>> BEGIN Input rows
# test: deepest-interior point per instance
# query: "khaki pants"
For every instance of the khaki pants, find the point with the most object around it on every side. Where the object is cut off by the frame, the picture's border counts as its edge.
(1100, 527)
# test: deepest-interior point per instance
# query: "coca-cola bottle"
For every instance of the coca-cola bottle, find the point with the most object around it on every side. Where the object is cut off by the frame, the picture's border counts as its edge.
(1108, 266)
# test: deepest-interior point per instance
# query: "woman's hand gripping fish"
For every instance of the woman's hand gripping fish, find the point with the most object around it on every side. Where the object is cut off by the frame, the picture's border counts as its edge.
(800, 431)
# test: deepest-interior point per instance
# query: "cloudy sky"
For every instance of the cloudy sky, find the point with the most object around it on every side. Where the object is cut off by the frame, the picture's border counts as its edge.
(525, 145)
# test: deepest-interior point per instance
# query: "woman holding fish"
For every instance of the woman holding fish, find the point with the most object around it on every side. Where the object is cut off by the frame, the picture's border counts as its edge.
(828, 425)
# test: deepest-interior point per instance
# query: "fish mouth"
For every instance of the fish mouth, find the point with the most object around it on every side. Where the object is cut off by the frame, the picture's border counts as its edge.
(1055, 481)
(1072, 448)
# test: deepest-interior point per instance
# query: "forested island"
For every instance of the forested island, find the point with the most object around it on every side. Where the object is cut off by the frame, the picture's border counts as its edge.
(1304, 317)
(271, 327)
>> END Input rows
Work instructions:
Present everything from the first line of the items down to the line containing "(1108, 266)" as a numbered list, including both of those lines and omitting any blank lines.

Answer to the task:
1. # test: deepest-interior point per instance
2. # query: "khaki pants"
3. For every instance of the khaki pants, find the point with the most object around it on every side. Where the object is cut off by the frame, the picture's border counts as its edge.
4. (1100, 527)
5. # test: deepest-interior point per instance
6. # query: "coca-cola bottle"
7. For every instance of the coca-cola bottle, find the point with the most object around it on every side. Where the object is cut off by the frame, the picture's border counts as its edge.
8. (1108, 266)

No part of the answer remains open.